_Exercise_:
Where "stairs" occurs in a line of the entries below, copy that line.

_Excerpted data_:
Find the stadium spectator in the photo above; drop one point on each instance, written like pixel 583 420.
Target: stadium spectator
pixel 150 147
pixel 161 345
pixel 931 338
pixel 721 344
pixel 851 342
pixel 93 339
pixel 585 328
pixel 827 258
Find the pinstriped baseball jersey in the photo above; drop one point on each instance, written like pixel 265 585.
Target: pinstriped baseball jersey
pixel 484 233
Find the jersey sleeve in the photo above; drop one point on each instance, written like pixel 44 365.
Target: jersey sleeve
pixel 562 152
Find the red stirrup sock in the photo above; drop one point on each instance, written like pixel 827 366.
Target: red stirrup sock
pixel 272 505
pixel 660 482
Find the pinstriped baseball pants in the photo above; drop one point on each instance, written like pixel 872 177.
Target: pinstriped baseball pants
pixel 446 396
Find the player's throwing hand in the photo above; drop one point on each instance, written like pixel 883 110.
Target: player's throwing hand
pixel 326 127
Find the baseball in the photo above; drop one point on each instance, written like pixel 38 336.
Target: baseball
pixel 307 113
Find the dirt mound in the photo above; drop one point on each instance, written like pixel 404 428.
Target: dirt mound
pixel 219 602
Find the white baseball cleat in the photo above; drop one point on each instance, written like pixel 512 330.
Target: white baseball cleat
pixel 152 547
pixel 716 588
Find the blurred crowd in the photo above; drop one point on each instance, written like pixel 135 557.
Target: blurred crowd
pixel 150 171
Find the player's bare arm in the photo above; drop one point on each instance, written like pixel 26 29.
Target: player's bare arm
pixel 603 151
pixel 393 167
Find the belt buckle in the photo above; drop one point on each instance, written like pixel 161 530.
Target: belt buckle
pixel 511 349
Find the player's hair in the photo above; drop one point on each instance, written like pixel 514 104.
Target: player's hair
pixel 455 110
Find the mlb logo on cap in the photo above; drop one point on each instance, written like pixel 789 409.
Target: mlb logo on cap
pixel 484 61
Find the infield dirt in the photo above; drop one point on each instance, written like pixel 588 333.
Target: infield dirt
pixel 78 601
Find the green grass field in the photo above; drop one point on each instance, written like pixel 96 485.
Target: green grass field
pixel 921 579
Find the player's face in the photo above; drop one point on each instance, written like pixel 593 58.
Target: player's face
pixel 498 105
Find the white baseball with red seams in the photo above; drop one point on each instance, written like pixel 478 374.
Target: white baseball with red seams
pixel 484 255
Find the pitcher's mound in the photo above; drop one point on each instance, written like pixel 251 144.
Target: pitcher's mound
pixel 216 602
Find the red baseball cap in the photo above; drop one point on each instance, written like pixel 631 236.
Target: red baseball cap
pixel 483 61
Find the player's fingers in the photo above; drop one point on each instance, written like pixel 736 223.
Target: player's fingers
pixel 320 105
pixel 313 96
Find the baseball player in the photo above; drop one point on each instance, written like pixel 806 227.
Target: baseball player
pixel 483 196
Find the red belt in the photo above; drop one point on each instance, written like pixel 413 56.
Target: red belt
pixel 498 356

==

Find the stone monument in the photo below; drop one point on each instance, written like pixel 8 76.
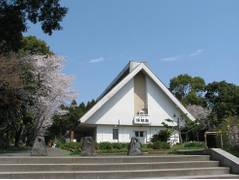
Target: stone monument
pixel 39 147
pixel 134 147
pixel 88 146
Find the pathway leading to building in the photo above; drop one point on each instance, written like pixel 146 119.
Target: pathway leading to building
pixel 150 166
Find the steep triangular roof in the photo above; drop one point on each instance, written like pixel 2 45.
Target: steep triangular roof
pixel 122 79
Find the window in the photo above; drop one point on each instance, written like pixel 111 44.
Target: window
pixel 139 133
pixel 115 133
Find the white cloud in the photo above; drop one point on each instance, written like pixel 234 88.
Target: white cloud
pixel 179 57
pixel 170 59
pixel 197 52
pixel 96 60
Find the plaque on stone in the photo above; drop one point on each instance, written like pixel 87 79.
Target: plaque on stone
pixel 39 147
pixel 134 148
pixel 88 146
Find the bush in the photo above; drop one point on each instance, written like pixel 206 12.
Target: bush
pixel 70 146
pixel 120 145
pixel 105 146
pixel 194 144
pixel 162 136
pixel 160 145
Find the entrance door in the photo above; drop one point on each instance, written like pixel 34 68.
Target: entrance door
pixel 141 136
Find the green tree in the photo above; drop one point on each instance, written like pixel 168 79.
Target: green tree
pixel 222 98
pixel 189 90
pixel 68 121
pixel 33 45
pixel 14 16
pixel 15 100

* * *

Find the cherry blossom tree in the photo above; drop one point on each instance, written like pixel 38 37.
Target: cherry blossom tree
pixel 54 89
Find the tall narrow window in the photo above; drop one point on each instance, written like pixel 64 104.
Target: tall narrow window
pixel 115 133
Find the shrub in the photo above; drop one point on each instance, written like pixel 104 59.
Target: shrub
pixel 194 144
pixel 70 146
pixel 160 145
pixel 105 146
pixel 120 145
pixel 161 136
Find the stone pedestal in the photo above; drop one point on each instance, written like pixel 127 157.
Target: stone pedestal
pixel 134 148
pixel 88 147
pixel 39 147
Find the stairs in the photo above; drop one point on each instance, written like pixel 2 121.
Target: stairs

_Your response_:
Find the stairs in the photo above; drop one point on each instance, written like pixel 2 121.
Target: stairs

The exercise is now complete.